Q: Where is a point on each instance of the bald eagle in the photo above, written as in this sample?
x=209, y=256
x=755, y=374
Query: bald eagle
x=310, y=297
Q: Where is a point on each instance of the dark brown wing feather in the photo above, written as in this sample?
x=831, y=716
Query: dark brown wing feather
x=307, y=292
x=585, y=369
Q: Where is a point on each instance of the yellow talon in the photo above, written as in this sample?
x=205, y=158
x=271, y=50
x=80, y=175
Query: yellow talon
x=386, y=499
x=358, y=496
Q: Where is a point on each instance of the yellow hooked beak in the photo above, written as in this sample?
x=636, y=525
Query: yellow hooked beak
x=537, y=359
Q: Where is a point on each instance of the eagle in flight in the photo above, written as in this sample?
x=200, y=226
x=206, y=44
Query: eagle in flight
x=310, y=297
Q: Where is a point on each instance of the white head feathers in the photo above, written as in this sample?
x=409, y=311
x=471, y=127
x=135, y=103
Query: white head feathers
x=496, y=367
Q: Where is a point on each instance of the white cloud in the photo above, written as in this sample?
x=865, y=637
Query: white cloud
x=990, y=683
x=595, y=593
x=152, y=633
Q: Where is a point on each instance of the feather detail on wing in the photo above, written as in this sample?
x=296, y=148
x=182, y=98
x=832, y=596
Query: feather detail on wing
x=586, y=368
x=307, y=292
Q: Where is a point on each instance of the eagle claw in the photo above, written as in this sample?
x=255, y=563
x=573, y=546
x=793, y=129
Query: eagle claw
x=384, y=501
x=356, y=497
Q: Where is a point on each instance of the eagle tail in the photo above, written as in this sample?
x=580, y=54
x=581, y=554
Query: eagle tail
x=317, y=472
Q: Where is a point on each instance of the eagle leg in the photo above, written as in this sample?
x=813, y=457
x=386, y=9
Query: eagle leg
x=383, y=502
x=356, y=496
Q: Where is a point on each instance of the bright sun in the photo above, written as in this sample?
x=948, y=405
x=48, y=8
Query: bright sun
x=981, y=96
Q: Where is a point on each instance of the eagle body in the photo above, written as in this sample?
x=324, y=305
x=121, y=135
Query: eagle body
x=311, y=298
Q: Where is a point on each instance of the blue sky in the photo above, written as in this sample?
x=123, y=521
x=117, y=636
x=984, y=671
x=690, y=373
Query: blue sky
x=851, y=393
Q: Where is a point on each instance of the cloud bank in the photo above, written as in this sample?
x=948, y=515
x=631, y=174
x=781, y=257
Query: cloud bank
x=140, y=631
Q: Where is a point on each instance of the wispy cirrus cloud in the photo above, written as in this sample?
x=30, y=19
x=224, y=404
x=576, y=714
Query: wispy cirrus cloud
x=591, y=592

· · · · ·

*EXERCISE BRIEF:* Retype the records above, but only those lines that fall between the line containing "Query: yellow hooked beak" and the line containing "x=471, y=127", with both of those lines included, exactly as written.

*ANSWER FOR THE TASK:*
Query: yellow hooked beak
x=537, y=359
Q: Where is a point on each instance of the eagle in flight in the photo above, written as in this sample?
x=200, y=226
x=206, y=44
Query: eagle in flight
x=310, y=297
Q: Where is a point on each instance of the white head feathers in the photo above, written as in this sample?
x=409, y=311
x=471, y=127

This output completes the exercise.